> Problem to work on: Read the data, and whenever a line holds the word "Please", report that line.

> Extracted data:
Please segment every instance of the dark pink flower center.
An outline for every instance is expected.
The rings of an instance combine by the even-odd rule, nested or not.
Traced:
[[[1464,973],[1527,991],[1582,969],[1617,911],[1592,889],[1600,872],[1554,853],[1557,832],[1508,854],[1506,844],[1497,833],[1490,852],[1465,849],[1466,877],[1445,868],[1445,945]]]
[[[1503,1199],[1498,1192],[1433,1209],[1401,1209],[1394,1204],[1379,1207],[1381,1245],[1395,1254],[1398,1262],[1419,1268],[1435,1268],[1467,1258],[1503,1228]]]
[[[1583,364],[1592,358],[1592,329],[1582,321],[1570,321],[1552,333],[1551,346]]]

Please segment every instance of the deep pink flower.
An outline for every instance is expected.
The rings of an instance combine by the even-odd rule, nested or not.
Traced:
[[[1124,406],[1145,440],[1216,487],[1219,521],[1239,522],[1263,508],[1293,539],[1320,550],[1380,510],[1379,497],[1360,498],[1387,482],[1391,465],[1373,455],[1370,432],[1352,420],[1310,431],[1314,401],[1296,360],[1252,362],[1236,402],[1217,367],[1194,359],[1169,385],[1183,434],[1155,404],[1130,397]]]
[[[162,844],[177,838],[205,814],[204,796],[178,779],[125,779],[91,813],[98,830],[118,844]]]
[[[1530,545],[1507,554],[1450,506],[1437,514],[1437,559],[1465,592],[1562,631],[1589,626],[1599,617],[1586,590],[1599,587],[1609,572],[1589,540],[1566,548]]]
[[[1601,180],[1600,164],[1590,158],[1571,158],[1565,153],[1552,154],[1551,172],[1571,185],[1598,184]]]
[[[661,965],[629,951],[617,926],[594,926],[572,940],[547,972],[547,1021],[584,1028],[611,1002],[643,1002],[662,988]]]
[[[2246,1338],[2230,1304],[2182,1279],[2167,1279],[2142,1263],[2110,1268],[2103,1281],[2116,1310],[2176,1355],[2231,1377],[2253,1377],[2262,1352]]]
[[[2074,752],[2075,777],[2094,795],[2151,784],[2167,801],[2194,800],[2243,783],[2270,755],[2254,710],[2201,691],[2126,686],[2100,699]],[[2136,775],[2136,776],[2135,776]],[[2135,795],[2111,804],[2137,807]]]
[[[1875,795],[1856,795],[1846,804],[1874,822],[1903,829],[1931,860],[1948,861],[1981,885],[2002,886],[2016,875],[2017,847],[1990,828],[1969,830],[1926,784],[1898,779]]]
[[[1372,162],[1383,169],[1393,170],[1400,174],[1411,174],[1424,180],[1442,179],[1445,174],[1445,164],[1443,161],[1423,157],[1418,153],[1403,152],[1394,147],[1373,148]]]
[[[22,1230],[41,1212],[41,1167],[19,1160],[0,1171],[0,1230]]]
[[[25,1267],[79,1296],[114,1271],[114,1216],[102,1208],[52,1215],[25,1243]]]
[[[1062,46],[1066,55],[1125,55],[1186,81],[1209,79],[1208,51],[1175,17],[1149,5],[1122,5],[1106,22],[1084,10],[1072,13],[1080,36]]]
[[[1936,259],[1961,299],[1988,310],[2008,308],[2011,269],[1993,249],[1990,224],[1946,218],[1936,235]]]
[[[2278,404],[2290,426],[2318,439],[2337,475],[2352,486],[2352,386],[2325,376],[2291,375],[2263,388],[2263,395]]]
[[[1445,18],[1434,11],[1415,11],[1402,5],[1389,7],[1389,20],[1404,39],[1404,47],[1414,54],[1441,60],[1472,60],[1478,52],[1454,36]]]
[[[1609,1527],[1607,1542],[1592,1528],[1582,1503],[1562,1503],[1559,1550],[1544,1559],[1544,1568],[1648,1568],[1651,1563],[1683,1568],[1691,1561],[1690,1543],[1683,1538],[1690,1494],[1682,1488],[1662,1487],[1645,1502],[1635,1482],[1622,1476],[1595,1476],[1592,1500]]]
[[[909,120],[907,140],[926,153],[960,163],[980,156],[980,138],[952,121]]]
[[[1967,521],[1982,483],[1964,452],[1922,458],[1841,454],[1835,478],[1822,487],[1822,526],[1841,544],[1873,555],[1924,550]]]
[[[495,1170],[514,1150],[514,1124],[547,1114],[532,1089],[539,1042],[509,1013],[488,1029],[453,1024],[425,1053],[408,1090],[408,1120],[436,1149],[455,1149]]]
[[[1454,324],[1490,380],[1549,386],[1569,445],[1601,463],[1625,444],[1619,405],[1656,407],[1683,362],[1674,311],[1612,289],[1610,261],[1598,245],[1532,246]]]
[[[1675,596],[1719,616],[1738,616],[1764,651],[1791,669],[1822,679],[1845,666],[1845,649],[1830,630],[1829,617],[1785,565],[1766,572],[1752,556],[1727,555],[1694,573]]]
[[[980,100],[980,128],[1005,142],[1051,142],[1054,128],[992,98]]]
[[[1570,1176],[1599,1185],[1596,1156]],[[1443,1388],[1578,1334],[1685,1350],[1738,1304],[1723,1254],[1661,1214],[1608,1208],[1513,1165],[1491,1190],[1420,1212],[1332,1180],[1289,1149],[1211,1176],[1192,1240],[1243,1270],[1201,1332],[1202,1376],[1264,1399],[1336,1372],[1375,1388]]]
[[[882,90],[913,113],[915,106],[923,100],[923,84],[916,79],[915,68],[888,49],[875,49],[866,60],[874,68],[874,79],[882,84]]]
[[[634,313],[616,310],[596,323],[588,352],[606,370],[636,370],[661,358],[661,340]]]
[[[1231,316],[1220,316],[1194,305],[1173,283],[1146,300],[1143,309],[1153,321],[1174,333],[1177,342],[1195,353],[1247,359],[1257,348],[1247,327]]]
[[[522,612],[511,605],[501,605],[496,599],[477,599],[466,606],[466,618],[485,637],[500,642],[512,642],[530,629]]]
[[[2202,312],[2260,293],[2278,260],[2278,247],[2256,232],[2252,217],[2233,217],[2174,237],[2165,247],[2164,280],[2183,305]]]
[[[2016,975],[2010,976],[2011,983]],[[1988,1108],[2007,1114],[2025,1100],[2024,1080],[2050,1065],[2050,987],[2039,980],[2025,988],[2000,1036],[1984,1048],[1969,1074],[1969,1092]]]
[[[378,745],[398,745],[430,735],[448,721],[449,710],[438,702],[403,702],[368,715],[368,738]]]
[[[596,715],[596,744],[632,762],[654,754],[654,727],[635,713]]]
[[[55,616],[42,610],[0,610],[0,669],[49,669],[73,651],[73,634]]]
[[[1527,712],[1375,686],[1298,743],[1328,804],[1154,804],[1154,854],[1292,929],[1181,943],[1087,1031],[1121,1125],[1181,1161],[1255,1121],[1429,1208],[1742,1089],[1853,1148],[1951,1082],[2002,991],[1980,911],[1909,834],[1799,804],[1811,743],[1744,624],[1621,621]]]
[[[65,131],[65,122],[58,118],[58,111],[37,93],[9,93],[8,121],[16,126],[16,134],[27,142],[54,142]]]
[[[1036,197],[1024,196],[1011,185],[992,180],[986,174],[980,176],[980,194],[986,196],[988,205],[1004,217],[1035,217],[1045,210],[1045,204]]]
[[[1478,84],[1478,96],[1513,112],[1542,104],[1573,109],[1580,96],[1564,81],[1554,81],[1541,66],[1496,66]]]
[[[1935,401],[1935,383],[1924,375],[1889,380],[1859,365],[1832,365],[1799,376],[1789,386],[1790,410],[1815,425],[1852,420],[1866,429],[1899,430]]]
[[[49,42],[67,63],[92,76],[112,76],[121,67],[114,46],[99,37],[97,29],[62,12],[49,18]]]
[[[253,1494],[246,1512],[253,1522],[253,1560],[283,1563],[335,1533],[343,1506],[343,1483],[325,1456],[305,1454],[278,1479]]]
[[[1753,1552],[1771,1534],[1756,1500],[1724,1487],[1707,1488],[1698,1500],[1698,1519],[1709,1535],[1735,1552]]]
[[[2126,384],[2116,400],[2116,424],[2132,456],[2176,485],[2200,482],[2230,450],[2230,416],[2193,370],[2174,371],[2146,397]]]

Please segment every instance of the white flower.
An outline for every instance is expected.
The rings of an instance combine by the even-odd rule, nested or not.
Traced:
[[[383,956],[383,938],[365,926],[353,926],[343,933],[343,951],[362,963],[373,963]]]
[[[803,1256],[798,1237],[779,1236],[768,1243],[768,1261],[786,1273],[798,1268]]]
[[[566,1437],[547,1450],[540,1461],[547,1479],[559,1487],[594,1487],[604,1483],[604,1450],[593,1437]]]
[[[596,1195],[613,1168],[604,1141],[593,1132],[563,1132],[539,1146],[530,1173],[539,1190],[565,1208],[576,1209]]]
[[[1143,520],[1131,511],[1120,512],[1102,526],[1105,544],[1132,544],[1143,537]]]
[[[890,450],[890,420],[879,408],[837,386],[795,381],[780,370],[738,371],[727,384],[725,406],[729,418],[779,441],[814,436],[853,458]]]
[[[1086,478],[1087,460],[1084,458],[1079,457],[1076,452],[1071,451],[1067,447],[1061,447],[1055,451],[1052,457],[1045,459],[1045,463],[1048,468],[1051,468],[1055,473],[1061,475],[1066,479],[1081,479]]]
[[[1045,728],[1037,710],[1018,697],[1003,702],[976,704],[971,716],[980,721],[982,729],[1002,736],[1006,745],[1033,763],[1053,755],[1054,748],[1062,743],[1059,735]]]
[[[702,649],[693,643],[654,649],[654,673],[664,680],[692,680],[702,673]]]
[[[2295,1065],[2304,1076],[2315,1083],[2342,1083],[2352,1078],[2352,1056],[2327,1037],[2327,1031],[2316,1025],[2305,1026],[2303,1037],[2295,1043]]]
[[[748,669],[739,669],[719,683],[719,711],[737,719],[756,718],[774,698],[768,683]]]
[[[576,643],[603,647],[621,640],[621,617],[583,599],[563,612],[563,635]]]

> Answer below:
Please segment every instance of the dark pink flower center.
Please segment every instance of the deep pink flower.
Please segment every instance of the white flower.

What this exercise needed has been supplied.